» THE PROBLEM
Output all of the records exactly as written.

» DATA LINES
----------------------------------------

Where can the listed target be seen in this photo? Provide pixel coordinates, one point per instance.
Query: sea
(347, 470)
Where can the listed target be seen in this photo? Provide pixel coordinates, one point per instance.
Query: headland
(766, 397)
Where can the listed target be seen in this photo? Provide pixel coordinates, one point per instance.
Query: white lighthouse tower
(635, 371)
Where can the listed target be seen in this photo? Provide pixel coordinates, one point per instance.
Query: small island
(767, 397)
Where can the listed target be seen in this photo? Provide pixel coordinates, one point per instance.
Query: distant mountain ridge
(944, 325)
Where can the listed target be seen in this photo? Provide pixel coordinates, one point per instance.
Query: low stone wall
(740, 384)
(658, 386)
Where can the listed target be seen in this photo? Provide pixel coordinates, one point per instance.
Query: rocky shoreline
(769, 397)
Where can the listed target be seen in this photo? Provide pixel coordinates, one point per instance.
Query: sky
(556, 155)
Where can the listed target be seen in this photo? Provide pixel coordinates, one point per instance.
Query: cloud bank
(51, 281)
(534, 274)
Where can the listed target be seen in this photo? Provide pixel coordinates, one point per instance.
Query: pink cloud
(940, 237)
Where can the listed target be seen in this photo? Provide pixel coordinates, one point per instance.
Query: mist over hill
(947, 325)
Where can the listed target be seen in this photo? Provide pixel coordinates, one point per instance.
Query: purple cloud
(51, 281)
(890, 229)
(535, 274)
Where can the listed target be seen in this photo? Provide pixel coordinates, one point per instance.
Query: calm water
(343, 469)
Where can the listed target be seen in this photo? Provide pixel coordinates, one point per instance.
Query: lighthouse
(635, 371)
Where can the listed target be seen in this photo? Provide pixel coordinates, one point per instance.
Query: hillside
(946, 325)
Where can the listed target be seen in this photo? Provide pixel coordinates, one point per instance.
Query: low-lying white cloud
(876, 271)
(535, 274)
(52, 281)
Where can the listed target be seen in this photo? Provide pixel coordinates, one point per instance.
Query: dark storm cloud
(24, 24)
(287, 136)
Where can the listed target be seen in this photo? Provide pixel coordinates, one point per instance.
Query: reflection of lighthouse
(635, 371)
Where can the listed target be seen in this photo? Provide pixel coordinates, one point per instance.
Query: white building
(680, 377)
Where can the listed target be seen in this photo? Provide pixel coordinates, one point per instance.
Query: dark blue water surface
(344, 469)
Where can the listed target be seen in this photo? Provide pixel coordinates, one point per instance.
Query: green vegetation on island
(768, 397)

----------------------------------------

» TASK SOLUTION
Where can the listed target be seen in this photo? Provide pixel coordinates, one point per instance.
Query: sea
(347, 470)
Where can the listed target be seen in this photo? Provide pixel coordinates, one point per instance.
Query: headland
(766, 397)
Where can the listed target be seen in this photo? Provide pixel coordinates, one point per instance.
Query: white lighthouse tower
(635, 371)
Where can the listed target be seen in this photo? Provide pixel coordinates, one point per instance.
Query: small island
(767, 397)
Where can the listed target be seen in this photo? Provide pixel coordinates, one point per instance.
Query: distant mountain ridge
(944, 325)
Where can the listed target be seen in this photo? Provide pixel coordinates, one point per instance.
Query: low stone wall
(740, 384)
(658, 386)
Where can the listed target be seen in this photo? Provide pixel coordinates, one point per instance.
Query: rocky shoreline
(769, 397)
Where can the listed target be seen in this photo? Provide pixel coordinates, one point per instance.
Query: sky
(556, 155)
Where can the listed target be seen in this photo? Provide pixel coordinates, one point per instance.
Query: cloud bank
(51, 281)
(534, 274)
Where can the listed target be seen in this photo? Provide pixel coordinates, one point per instance.
Query: pink cloud
(940, 237)
Where can the listed target be seen in this photo? Provide pixel coordinates, one point per instance.
Query: mist over hill
(947, 325)
Where can the listed target be seen in this photo? Provide pixel coordinates, one point per instance.
Query: purple cloud
(51, 281)
(890, 229)
(535, 274)
Where can the listed target be seen in this photo? Provide pixel coordinates, one point per instance.
Query: calm water
(343, 469)
Where can the listed target be seen in this photo? Provide pixel coordinates, one point per instance.
Query: lighthouse
(635, 371)
Where can the listed target be seen in this photo? Provide pixel coordinates, one point per instance.
Query: hillside
(946, 325)
Where can the listed target be seen in this photo? Provide pixel coordinates, one point per instance.
Query: low-lying white cloud
(876, 271)
(535, 274)
(52, 281)
Where can the listed target be seen in this photo? Provide pixel coordinates, one point per instance.
Query: dark storm cloud
(24, 24)
(287, 136)
Where can the listed target be seen in this photo? Provide pixel coordinates, one point per instance.
Query: reflection of lighthouse
(635, 371)
Where can the listed target be seen in this photo? Provide pixel coordinates, one point per instance.
Query: white building
(680, 377)
Where can the listed target be seen in this photo? Provide pixel coordinates, one point per instance.
Query: dark blue water surface
(344, 469)
Where can the listed target be seen in this photo? Provide pixel coordinates, one point per instance.
Query: green vegetation on island
(768, 397)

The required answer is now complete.